** Start of INPUT ROWS **

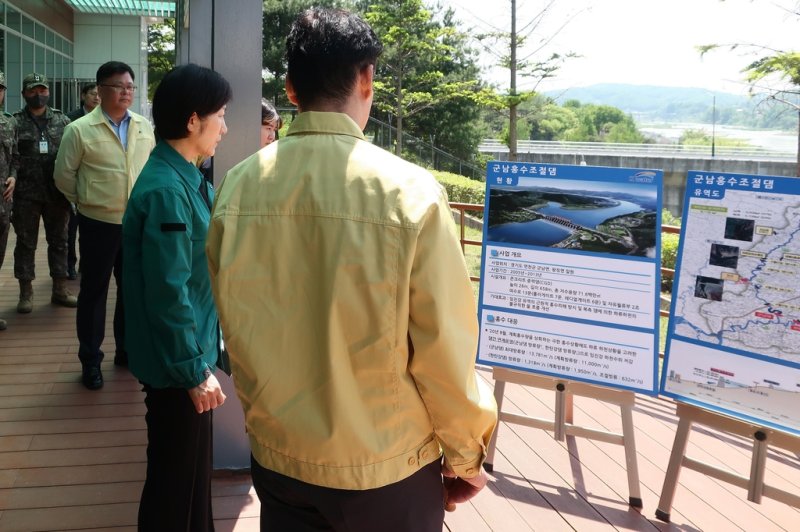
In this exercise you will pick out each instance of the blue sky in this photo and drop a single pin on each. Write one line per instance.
(645, 42)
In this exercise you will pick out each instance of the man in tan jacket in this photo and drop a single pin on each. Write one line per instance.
(100, 157)
(347, 310)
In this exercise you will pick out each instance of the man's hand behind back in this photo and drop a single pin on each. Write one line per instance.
(458, 490)
(207, 395)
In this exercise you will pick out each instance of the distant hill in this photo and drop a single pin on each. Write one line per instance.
(652, 104)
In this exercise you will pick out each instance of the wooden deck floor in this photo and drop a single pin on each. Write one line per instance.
(72, 459)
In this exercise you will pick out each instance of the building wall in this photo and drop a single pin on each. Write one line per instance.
(102, 38)
(55, 15)
(29, 43)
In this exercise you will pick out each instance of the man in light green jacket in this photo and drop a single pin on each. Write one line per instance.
(347, 310)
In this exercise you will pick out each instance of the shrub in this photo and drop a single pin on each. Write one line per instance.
(669, 253)
(461, 189)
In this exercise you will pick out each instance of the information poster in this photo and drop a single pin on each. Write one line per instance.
(734, 340)
(571, 272)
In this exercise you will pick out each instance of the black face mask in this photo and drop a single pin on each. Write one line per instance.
(37, 101)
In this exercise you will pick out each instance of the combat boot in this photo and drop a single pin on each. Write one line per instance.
(62, 296)
(25, 305)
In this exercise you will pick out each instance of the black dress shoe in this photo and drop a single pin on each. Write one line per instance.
(92, 377)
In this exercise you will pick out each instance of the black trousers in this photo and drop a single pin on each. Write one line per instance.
(72, 233)
(414, 504)
(100, 246)
(177, 491)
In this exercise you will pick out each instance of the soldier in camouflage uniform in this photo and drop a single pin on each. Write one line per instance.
(39, 132)
(8, 144)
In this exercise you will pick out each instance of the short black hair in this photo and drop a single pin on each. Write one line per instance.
(86, 88)
(325, 50)
(185, 90)
(112, 68)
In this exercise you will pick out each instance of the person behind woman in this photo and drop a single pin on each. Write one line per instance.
(172, 339)
(271, 122)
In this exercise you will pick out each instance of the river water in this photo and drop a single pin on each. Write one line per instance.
(781, 141)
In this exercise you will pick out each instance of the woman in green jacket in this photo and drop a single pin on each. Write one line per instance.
(172, 335)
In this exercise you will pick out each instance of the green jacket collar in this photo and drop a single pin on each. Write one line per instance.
(311, 122)
(186, 170)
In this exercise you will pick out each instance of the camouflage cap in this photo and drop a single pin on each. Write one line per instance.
(34, 80)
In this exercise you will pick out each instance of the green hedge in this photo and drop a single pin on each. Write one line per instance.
(461, 189)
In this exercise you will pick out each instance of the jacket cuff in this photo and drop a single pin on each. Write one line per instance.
(468, 469)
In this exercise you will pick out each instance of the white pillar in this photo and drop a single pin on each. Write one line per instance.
(226, 36)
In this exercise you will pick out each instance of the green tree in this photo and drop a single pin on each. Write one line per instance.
(532, 63)
(453, 124)
(419, 67)
(160, 52)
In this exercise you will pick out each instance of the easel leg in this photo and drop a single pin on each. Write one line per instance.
(631, 462)
(563, 409)
(758, 466)
(674, 469)
(499, 390)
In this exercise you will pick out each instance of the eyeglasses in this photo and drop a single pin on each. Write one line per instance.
(121, 88)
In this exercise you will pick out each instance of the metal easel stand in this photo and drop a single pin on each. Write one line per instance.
(754, 484)
(563, 426)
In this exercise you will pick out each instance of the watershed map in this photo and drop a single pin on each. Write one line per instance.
(739, 274)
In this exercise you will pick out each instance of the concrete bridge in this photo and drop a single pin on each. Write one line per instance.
(674, 160)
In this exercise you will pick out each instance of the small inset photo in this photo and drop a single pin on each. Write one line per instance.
(724, 256)
(739, 229)
(708, 288)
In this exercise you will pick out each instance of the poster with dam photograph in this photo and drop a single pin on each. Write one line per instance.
(733, 343)
(570, 275)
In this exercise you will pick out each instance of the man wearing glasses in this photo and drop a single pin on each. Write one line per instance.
(100, 157)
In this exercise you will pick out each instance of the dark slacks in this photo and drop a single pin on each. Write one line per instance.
(72, 233)
(177, 491)
(100, 246)
(414, 504)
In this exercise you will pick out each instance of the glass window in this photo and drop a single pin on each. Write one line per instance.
(13, 19)
(40, 65)
(27, 57)
(27, 26)
(51, 64)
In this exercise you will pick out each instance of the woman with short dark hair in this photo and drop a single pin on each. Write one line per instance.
(173, 340)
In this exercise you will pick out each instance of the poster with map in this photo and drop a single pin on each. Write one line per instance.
(570, 272)
(733, 343)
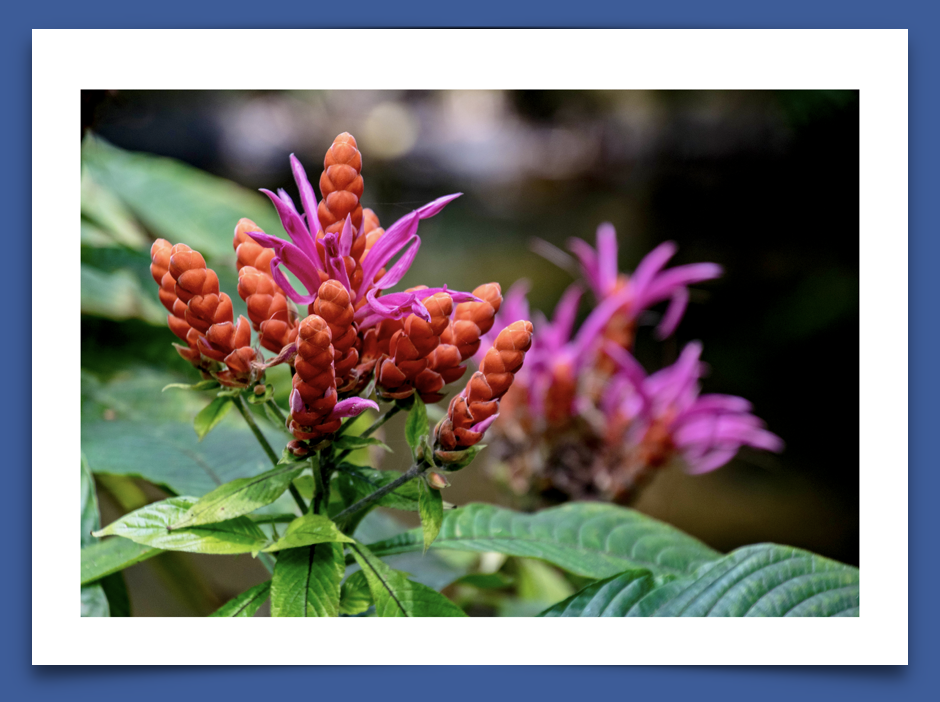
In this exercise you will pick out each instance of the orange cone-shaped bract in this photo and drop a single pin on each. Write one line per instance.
(461, 339)
(249, 252)
(405, 369)
(334, 306)
(314, 395)
(271, 313)
(201, 315)
(341, 186)
(467, 415)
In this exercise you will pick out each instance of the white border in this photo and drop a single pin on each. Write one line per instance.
(874, 61)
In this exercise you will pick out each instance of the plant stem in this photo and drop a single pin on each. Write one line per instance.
(392, 411)
(250, 421)
(277, 411)
(409, 475)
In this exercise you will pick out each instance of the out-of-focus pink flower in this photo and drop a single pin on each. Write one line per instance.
(667, 416)
(649, 284)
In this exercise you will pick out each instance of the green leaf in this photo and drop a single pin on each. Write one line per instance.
(211, 415)
(112, 555)
(208, 384)
(355, 596)
(431, 508)
(396, 596)
(245, 604)
(351, 443)
(174, 200)
(90, 519)
(240, 496)
(485, 581)
(356, 482)
(118, 295)
(307, 580)
(115, 589)
(113, 220)
(151, 526)
(764, 580)
(590, 539)
(307, 530)
(168, 454)
(416, 425)
(94, 601)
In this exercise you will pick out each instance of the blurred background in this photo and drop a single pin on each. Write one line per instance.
(763, 183)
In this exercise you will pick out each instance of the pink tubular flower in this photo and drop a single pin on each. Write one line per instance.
(313, 256)
(667, 415)
(649, 284)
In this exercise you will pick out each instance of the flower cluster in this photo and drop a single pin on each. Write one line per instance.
(584, 420)
(353, 329)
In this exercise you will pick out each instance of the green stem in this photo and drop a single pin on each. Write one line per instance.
(392, 411)
(409, 475)
(277, 411)
(250, 421)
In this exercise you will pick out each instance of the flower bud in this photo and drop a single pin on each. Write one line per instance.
(472, 411)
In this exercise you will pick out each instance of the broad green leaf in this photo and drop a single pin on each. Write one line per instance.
(764, 580)
(283, 518)
(355, 596)
(611, 597)
(431, 508)
(94, 601)
(307, 530)
(416, 425)
(168, 454)
(118, 295)
(590, 539)
(113, 220)
(115, 589)
(151, 526)
(396, 596)
(208, 384)
(93, 235)
(485, 581)
(211, 415)
(351, 443)
(306, 581)
(356, 482)
(90, 519)
(245, 604)
(537, 581)
(240, 496)
(135, 394)
(112, 555)
(437, 568)
(175, 200)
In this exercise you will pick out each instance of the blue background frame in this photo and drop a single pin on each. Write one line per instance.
(22, 681)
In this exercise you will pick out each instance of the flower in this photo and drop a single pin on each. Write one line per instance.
(314, 255)
(667, 416)
(647, 286)
(583, 418)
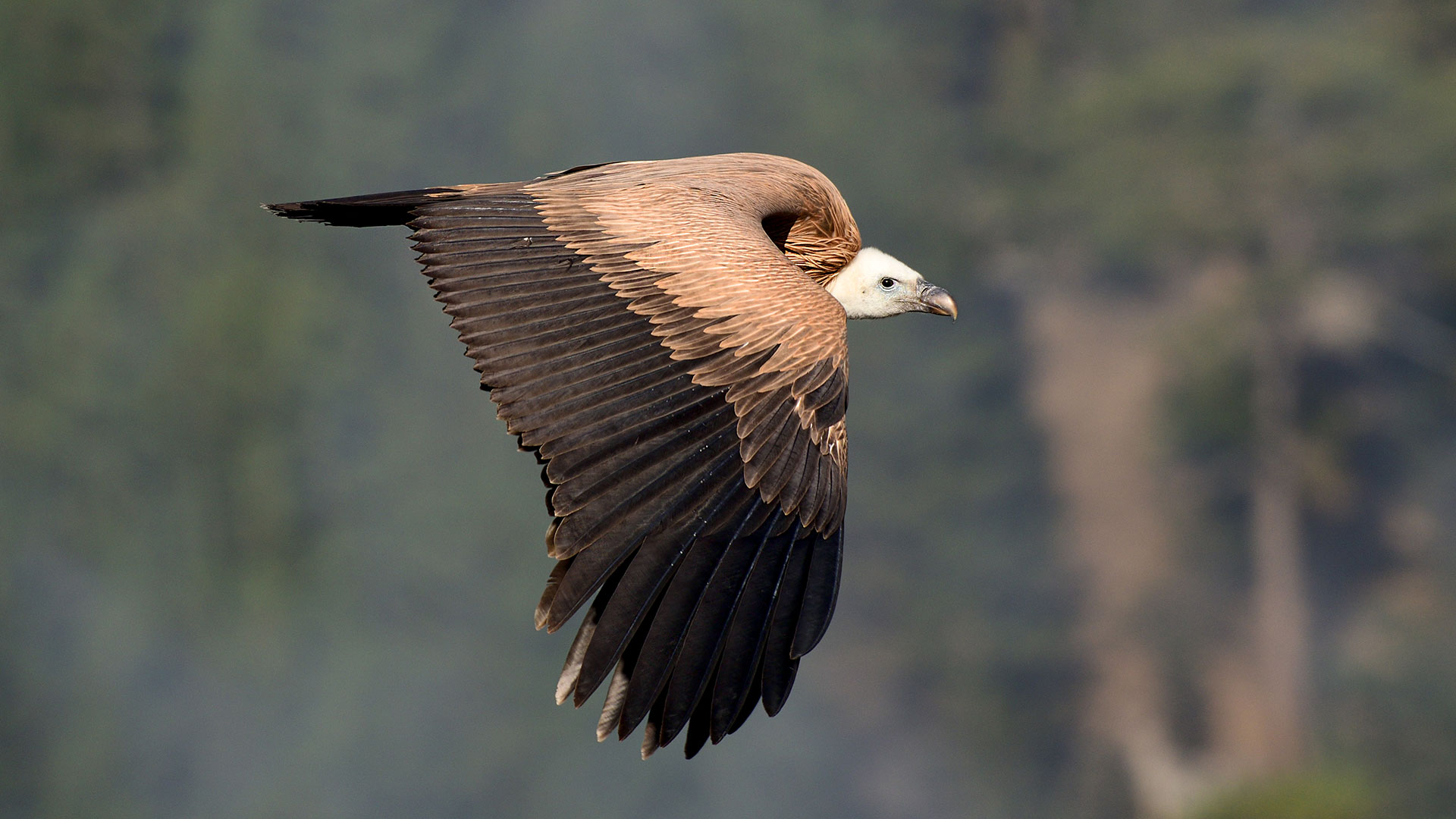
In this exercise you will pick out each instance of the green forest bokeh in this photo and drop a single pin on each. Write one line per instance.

** End of INPUT ROWS **

_WHAT THIS TASK INVOLVES_
Set down every entry word for word, but omit the pictures.

_REPLY TO THE TASK_
In this exercise you will pick out each instance of the blue sky in this photo and drop a single pin on each. Write one line per instance.
(645, 42)
In this exercise you will pick out each instance of the man in tan jacket in this photo and drop a single pin on each. Write one line per instance.
(100, 157)
(347, 310)
In this exercise you will pick out each instance of the man's hand behind back in this photo and drop a single pin on each. Write one line per instance.
(458, 490)
(207, 395)
In this exercise you will pick out each instance of the distant hill in this photo and drop a single pin on each. Write one line per instance.
(652, 104)
In this exercise you will pick out each instance of the wooden deck floor in this photo and drop a single pin on each. Write one line per instance.
(72, 459)
In this exercise you will pick out each instance of the building wall in this photo and drop a single pin on each. Write one line per instance.
(102, 38)
(55, 15)
(29, 43)
In this exercise you will pick out each instance of the man in light green jacket in this photo and drop a single pin on each. Write one line per instance.
(347, 310)
In this exercise you will pick out each instance of the shrub in this photo and drop a single pin on each. Write one line per instance.
(669, 253)
(461, 189)
In this exercise you will pick out each instance of the information poster in this photo and drop a single pin on each. Write one line per instance.
(734, 340)
(571, 272)
In this exercise you will pick out each instance of the black face mask in this photo and drop a single pin on each. Write one line per instance.
(37, 101)
In this exercise you will pick out each instance of the combat boot in this photo and drop a single pin on each. Write one line per instance.
(62, 296)
(25, 305)
In this exercise you will pick out each instance of the black dress shoe in this photo and drop a single pin on each. Write one line per instance.
(92, 377)
In this exercise you will pick out each instance of the black trousers in this photo and drop a single pin on each. Write one line per instance.
(72, 233)
(414, 504)
(100, 246)
(177, 491)
In this exercise you will pick out each instance of the soldier in camouflage uniform in this photo and drop a single pin on each. Write one line per instance.
(39, 132)
(8, 144)
In this exercise you will pick out each instance of the short black hair in this photo and drop a single pin on each. Write one line per instance.
(86, 88)
(325, 50)
(185, 90)
(112, 68)
In this exercise you will pick out each instance of the person behind woman in this photo and drop a single pin on each. Write one line per instance.
(172, 339)
(271, 122)
In this exercise you will pick out each instance of the river water in this photo and drop a single pin on each. Write one line per instance.
(781, 141)
In this exercise you will pick out each instance of the woman in green jacket in this photo and drop a single pin on each. Write one line per instance.
(172, 335)
In this exercise you will pick out each instance of the green jacket collar in this photo and drop a single pin on each. Write one line per instance.
(311, 122)
(186, 170)
In this exercise you will pick out each instance of the camouflage cap in this photo and drop a single pin on each. Write one line per instance.
(34, 80)
In this exercise you will pick out each instance of the green hedge in this photo and drop a single pin on each. Write one line per instance.
(461, 189)
In this exercise you will pick out each instance of the jacket cuff in this photo and drop a single pin on each. Write one line per instance.
(468, 469)
In this exercise you will pick out each instance of the white pillar in this photo and drop a single pin on each. Write one line per instance.
(226, 36)
In this exercise you will pick out each instance of the green tree in this photo and drop a single pin on each. Write one line per instance.
(532, 63)
(453, 124)
(419, 67)
(160, 52)
In this exercise you will pick out each instance of the easel leg in this photo and drop a single pin on each. Write one line per instance.
(631, 462)
(563, 409)
(758, 466)
(674, 469)
(499, 390)
In this exercise you will pick out each instance of the eyeglasses in this photo and drop a single pin on each. Write one line per instance.
(121, 88)
In this exercise you will pick out each instance of the metal easel stand in this photo and drop a single pin on each. Write one line per instance.
(754, 484)
(563, 426)
In this exercise you will pick out each instance of the watershed map in this photo and drop a single pin on each. Write one line per instance.
(739, 274)
In this exercise you will pick out each instance of the concrete bridge in this photo and drop a single pin on each. Write one line per instance.
(674, 160)
In this exercise you will pick out each instance of the small inset photo in this photo and drop a single pin on each. Write one line per instance.
(724, 256)
(739, 229)
(708, 288)
In this exercise you will pick out each instance of the poster with dam photograph in this photo and drop a single pin on each. Write one line per instance.
(733, 343)
(570, 275)
In this exercise you will pick out each instance of the man wearing glasses in this photo and drop a single pin on each. Write one line per instance.
(100, 157)
In this exercise you will pick out each instance of the dark slacks in this photo and drop a single pin on each. Write one line per instance.
(72, 233)
(177, 491)
(100, 246)
(414, 504)
In this exercise you will pick out each instance of the glass window in this photo and drop a single pin on each. Write one line per instance.
(13, 19)
(40, 65)
(27, 57)
(27, 26)
(51, 64)
In this exercise you will pick out each instance of the woman with short dark hair in this photo and drop a single pin on each. Write one line per instance.
(173, 340)
In this exercise you will pick out each instance of the poster with map in this photo and drop a single pin on each. Write one line per instance.
(570, 272)
(733, 343)
In this exercise you will pick out each instance of the orange cone-shaped bract in this photo and drop a single pin on each. Write one line per instance.
(461, 339)
(249, 252)
(405, 369)
(334, 306)
(314, 395)
(271, 313)
(201, 315)
(341, 186)
(467, 415)
In this exercise you will pick out each instance of the white border in this photo and drop a single pin on each. Write one line per instance.
(874, 61)
In this exercise you will pick out each instance of the plant stem in this photo and drop a single pin on each. Write one line per instance.
(392, 411)
(250, 421)
(277, 411)
(409, 475)
In this exercise you will pick out each instance of the out-of-focus pink flower in this photo and drop a single pin on each. Write one line per instance.
(667, 416)
(649, 284)
In this exercise you will pick out each instance of the green leaf in this photo and drop a single pin on each. Write one line per instance.
(211, 415)
(112, 555)
(208, 384)
(355, 596)
(431, 508)
(396, 596)
(245, 604)
(351, 443)
(174, 200)
(90, 519)
(240, 496)
(485, 581)
(356, 482)
(118, 295)
(307, 580)
(115, 589)
(113, 220)
(151, 526)
(764, 580)
(590, 539)
(307, 530)
(168, 454)
(416, 425)
(94, 601)
In this exercise you will pick out each instance of the blurred background in this photo and drop a single pin on each. Write one line per instance.
(763, 183)
In this exercise you will pick out each instance of the pink tubular flower in this photo and drop a single pin on each. Write one line per instance.
(313, 256)
(667, 415)
(649, 284)
In this exercise you will pick out each instance of the flower cluster in this photo and drop a single pin on each. Write one line per instance.
(584, 420)
(353, 329)
In this exercise you will pick out each instance of the green stem in this photo and drop a single pin on each. Write one line per instance.
(392, 411)
(409, 475)
(277, 411)
(250, 421)
In this exercise you will pick out each instance of the flower bud in this photo and drop a single pin on each. Write one line per instance.
(472, 411)
In this exercise you will pick out each instance of the broad green leaf in this photo and drop a single pin on each. Write one line per instance.
(764, 580)
(283, 518)
(355, 596)
(611, 597)
(431, 508)
(94, 601)
(307, 530)
(416, 425)
(168, 454)
(118, 295)
(590, 539)
(113, 220)
(115, 589)
(151, 526)
(396, 596)
(208, 384)
(93, 235)
(485, 581)
(211, 415)
(351, 443)
(306, 581)
(356, 482)
(90, 519)
(245, 604)
(537, 581)
(240, 496)
(135, 394)
(112, 555)
(437, 568)
(175, 200)
In this exercise you will pick out each instance of the blue background frame in this photo and drop a single pin on each. Write one line per instance.
(22, 681)
In this exercise you will pick out each instance of the flower in this photo and drop a single pin on each. Write one line per instance.
(314, 255)
(667, 416)
(647, 286)
(583, 418)
In this exercise you will pick out each instance of the green forest bokeh in this photo and drop a single pin on each. Write one line per instance.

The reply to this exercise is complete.